_Do this:_ Please count how many lines in the records below contain the string "suit" and reply with only that number.

Point labeling examples:
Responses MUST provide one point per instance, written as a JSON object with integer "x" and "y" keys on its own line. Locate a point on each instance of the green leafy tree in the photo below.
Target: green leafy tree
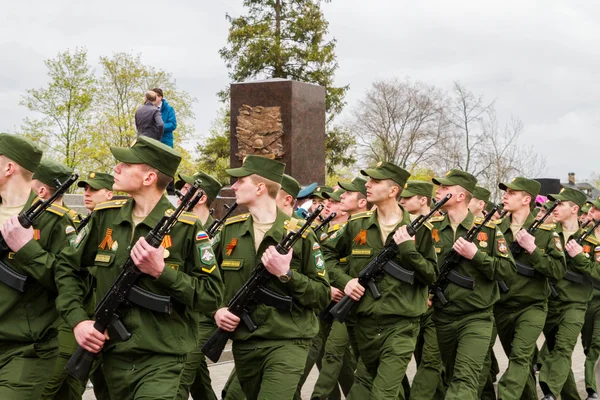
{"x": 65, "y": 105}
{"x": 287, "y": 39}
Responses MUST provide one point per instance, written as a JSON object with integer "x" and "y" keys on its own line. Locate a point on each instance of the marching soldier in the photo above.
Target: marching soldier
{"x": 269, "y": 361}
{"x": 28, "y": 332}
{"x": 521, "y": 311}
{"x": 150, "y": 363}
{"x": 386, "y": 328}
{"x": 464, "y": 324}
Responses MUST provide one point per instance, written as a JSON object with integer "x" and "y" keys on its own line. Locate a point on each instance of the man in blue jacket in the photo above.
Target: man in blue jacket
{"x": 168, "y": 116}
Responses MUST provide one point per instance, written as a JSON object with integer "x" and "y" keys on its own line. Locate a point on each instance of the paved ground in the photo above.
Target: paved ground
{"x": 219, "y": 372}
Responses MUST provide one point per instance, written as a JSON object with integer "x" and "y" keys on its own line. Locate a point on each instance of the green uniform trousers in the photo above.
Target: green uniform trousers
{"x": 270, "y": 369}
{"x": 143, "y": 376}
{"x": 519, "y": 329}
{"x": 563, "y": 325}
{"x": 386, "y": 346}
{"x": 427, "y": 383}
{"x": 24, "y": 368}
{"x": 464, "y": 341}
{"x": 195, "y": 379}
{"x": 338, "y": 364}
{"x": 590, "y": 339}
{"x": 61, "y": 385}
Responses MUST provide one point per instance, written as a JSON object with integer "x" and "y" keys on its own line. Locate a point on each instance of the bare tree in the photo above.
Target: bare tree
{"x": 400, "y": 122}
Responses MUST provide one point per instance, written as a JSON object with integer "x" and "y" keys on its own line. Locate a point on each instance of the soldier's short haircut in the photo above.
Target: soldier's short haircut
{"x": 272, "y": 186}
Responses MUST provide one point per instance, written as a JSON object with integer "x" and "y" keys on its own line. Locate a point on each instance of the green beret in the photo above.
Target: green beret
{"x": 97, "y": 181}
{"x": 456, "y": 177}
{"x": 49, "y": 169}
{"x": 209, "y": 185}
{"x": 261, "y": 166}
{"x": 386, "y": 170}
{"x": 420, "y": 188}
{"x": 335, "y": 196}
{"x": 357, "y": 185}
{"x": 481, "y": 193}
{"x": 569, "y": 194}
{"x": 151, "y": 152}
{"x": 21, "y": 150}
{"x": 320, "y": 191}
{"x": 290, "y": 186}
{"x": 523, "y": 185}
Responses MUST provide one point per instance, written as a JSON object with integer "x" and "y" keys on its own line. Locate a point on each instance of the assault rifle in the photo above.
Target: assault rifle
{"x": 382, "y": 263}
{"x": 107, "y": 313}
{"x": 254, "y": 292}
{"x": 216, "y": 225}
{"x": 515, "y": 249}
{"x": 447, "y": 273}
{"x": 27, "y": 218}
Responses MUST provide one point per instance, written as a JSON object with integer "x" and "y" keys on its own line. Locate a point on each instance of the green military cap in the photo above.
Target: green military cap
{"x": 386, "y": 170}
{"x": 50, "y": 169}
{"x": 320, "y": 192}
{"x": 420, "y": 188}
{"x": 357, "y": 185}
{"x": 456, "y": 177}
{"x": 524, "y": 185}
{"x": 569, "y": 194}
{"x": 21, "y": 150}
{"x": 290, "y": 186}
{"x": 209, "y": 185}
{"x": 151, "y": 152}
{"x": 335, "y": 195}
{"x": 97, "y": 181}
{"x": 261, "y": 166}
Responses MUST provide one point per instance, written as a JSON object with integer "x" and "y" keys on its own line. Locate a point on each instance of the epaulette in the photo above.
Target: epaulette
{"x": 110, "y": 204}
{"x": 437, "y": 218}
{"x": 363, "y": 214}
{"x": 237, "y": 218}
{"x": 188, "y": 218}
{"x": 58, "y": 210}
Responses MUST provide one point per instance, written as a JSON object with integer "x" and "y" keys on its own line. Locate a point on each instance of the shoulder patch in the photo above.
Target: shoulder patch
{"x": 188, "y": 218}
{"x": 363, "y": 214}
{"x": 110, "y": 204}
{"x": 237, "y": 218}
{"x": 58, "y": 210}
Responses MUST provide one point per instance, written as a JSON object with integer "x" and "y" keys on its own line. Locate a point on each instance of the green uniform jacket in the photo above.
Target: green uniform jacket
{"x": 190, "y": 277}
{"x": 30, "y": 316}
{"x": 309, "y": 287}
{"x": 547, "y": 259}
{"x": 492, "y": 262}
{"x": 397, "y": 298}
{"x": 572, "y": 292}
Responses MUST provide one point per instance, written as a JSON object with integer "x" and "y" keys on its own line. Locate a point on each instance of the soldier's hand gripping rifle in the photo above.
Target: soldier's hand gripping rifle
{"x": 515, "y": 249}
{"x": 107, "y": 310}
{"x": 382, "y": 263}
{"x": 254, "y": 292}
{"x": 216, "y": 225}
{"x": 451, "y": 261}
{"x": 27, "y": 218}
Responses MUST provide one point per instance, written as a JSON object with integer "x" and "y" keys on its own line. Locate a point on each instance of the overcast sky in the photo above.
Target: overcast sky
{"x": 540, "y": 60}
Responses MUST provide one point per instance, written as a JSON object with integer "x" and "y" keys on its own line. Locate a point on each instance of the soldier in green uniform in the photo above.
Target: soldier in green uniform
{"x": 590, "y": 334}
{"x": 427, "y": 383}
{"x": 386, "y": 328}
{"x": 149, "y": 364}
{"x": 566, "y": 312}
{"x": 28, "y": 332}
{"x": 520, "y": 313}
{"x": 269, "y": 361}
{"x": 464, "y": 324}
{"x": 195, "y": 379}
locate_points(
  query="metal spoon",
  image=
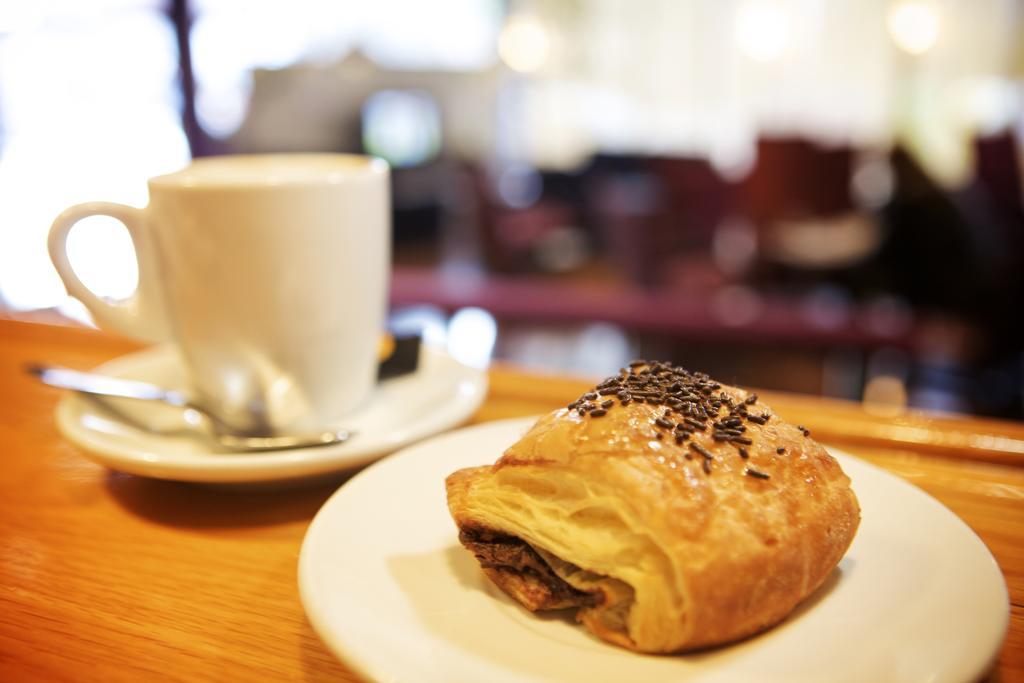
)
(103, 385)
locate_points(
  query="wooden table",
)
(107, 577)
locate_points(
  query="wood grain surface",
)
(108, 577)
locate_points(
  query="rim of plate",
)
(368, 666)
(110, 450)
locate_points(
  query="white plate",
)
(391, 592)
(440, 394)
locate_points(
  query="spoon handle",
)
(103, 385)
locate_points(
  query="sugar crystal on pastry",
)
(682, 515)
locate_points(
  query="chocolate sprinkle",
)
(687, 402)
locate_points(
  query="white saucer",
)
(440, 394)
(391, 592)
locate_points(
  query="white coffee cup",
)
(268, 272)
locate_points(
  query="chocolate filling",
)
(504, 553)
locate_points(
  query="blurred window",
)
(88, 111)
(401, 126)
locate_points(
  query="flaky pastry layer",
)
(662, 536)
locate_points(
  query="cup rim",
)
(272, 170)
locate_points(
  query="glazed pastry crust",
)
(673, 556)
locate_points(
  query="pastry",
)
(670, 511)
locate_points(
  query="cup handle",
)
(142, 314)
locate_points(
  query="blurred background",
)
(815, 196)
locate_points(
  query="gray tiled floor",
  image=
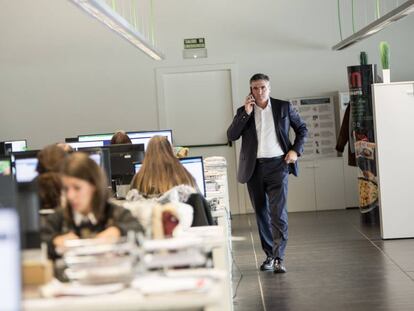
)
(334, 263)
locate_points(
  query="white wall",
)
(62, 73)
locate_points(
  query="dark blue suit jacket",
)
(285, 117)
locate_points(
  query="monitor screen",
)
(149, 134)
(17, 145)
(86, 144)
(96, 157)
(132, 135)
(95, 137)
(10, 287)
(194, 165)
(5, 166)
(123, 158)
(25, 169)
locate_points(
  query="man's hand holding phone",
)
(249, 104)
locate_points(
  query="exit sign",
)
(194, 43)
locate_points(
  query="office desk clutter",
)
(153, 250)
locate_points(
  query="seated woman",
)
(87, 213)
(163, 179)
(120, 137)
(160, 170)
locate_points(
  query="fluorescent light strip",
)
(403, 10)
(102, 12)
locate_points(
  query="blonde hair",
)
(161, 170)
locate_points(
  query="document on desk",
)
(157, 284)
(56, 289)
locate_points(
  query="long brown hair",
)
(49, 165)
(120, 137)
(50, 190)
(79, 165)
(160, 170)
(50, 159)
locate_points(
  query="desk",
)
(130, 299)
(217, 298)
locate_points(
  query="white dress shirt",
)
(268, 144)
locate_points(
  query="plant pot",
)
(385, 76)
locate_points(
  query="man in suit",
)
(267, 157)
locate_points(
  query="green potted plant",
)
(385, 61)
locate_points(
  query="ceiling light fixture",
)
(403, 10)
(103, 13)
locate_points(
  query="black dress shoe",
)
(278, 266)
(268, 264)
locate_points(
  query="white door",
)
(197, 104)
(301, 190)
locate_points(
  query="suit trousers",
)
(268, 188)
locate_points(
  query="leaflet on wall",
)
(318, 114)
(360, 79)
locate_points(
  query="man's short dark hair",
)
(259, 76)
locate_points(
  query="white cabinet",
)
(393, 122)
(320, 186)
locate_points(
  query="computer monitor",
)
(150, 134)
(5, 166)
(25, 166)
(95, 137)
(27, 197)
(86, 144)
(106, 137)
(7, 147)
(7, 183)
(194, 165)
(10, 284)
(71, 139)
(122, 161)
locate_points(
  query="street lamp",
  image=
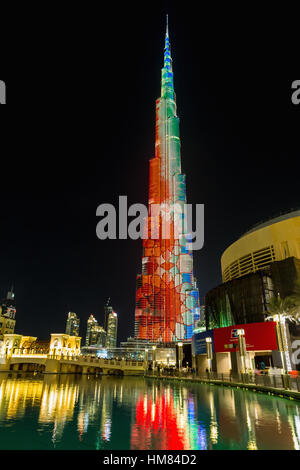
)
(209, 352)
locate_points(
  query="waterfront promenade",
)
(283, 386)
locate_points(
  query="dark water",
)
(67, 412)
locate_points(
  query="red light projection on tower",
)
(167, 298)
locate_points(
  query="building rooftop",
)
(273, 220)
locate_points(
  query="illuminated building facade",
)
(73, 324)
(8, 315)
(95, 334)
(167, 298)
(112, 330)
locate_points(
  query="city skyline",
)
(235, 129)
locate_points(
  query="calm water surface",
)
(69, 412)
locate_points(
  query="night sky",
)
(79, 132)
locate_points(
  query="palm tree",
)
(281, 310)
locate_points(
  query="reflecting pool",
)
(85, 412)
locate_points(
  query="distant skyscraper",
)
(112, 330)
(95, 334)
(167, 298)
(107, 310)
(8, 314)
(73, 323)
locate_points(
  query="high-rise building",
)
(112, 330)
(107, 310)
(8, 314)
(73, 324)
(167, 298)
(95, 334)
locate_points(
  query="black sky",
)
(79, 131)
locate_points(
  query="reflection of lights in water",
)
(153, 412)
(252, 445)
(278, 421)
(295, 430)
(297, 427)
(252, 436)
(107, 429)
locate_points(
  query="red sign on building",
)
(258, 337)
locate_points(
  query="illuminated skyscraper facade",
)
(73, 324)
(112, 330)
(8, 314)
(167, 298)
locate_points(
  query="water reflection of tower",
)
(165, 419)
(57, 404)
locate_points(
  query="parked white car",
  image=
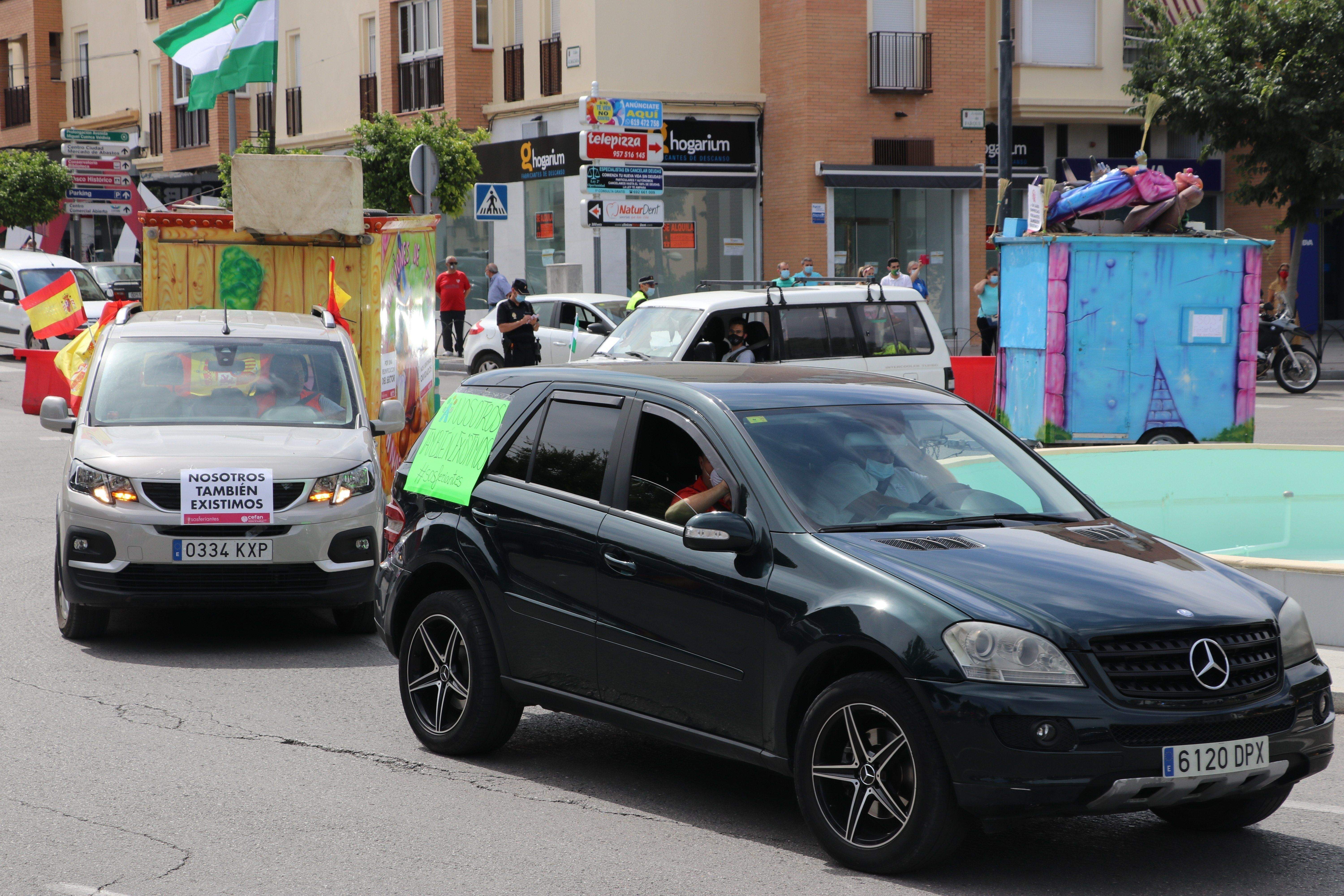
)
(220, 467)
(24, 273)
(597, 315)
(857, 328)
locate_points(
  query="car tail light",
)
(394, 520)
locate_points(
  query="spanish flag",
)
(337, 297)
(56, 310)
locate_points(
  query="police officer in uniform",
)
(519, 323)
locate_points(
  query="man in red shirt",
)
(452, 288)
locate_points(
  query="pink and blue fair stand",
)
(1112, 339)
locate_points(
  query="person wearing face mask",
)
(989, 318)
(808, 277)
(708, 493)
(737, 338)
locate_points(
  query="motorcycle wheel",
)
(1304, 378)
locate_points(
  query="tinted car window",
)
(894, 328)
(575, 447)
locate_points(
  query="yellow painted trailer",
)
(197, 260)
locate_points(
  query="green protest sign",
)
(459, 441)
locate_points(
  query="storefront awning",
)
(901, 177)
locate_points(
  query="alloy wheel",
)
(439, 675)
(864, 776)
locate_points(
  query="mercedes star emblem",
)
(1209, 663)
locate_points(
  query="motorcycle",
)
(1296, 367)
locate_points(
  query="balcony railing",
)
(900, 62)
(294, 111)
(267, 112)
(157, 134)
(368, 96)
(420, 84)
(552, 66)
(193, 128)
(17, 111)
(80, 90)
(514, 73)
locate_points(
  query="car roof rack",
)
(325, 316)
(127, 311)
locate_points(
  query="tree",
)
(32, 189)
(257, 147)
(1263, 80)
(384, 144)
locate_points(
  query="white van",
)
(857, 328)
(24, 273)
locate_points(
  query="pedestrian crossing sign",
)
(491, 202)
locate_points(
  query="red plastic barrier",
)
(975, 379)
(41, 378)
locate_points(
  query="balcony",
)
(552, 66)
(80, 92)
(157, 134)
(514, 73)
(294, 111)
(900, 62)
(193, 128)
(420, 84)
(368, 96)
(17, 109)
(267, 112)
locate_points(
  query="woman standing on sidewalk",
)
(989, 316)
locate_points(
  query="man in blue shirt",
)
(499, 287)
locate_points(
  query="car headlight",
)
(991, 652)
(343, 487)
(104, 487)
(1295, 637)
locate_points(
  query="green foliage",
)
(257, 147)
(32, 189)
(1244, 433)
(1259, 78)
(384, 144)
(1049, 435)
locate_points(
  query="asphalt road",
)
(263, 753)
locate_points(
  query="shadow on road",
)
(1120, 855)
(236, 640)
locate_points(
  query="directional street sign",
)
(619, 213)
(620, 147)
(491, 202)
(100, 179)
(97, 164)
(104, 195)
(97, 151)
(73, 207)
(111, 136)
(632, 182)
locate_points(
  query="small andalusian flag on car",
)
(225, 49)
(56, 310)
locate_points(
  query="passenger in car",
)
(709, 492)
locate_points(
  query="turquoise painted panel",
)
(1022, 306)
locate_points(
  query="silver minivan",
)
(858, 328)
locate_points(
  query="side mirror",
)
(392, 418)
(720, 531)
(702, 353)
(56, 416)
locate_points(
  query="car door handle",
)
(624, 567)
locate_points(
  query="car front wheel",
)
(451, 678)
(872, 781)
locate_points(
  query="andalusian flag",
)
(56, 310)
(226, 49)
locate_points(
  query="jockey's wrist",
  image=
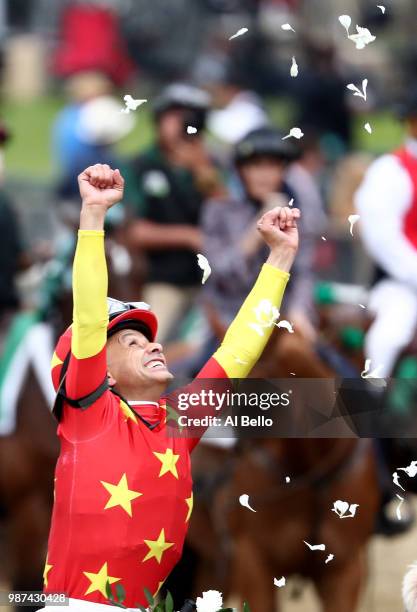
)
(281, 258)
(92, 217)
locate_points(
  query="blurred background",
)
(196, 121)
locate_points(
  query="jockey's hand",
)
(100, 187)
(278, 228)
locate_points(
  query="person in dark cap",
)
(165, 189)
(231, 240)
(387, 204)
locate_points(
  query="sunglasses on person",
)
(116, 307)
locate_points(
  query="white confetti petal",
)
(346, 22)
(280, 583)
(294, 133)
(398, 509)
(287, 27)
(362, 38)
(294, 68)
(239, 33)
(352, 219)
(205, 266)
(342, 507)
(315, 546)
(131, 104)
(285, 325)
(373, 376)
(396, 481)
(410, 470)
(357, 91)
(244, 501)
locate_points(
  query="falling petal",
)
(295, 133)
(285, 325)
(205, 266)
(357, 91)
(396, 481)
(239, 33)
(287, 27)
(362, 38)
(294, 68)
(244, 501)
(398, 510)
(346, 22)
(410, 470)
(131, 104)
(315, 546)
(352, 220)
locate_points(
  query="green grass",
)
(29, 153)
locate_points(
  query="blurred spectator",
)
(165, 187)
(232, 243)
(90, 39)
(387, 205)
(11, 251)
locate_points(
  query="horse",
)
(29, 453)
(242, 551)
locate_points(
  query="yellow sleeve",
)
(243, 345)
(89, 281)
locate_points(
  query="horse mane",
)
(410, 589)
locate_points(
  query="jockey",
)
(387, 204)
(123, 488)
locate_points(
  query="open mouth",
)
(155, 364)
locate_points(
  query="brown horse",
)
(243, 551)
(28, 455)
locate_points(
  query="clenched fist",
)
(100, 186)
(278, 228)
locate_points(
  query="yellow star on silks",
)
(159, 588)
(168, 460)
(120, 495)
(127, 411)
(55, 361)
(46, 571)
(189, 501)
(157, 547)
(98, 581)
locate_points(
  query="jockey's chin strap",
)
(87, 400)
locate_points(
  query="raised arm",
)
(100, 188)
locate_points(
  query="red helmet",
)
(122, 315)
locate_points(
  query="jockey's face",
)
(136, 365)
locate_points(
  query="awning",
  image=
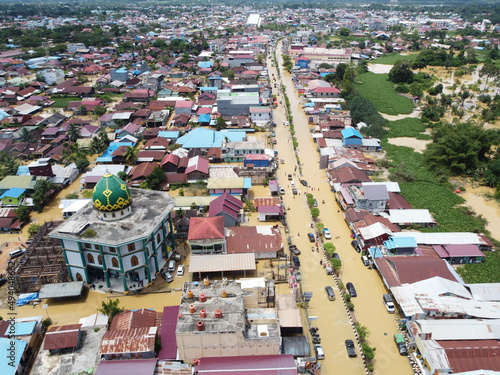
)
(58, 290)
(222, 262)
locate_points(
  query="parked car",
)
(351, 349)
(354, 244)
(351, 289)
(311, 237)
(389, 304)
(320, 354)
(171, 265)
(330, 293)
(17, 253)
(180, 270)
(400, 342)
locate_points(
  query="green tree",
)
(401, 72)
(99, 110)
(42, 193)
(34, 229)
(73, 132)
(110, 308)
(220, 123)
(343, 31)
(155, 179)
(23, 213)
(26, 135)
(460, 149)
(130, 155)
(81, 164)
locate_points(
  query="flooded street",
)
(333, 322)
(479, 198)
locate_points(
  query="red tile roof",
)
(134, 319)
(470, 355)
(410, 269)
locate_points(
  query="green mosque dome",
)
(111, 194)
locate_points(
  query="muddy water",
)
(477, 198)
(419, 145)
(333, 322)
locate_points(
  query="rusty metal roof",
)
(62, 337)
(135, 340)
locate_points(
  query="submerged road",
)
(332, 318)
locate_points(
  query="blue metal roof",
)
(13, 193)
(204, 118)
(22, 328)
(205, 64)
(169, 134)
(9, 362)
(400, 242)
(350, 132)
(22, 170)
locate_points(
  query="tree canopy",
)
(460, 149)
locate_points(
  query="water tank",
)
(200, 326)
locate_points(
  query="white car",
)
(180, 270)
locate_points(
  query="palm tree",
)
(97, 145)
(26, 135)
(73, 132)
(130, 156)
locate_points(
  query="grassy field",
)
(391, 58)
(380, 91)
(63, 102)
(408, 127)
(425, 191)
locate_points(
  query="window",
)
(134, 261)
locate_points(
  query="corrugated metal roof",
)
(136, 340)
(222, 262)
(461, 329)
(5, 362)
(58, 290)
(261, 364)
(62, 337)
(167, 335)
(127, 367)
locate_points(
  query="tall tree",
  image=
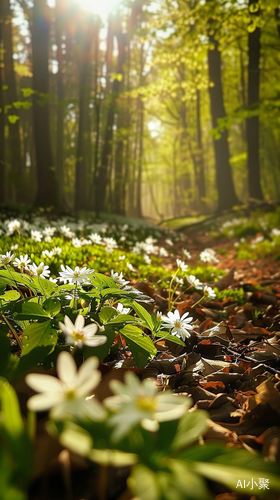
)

_The answer:_ 3